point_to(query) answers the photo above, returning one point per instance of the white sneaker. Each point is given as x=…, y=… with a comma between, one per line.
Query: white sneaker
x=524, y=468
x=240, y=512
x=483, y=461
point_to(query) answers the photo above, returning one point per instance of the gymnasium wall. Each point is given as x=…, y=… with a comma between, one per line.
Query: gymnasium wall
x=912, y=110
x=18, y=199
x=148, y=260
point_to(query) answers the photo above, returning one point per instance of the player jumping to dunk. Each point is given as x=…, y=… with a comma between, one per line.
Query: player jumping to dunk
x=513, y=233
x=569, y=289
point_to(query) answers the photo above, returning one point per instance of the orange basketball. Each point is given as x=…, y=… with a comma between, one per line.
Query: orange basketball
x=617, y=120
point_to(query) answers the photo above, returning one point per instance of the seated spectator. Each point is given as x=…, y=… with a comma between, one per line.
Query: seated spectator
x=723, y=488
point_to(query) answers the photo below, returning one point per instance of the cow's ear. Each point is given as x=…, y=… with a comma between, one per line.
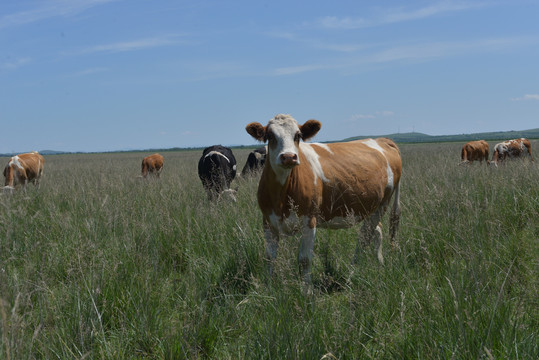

● **EXERCISE**
Put every line of the items above into a JSON list of strings, one string per line. Skip blank lines and leave the pictures out.

● **RESPONSE TO THE TASK**
[
  "point_to(query) answers the photo above, returning one point per instance of the white sneaker. Each point is given as x=…, y=… with a comma between, one per line.",
  "Query: white sneaker",
  "x=524, y=468",
  "x=240, y=512",
  "x=483, y=461",
  "point_to(query) answers the photo above, returning one point per instance of the gymnasium wall. Each point is given as x=…, y=… with a comma between, one per line.",
  "Query: gymnasium wall",
  "x=912, y=110",
  "x=18, y=199",
  "x=148, y=260",
  "point_to(query) answers the photo above, returning one point per instance of the player jumping to dunk. Each point is given as x=…, y=… with a comma between, one per line.",
  "Query: player jumping to dunk",
  "x=513, y=233",
  "x=569, y=289",
  "point_to(query) answers the photo above, returning one point per instance of the orange basketball. Each point is given as x=…, y=… with a comma between, one per line.",
  "Query: orange basketball",
  "x=617, y=120",
  "point_to(query) answers the photo above, returning one point per instance of the seated spectator. Each point is given as x=…, y=… with a comma between, one per line.",
  "Query: seated spectator",
  "x=723, y=488",
  "point_to(query) answers the photo below, returning one point per instance of the cow's ear. Each point is given as x=…, y=… with a comma between, one per line."
]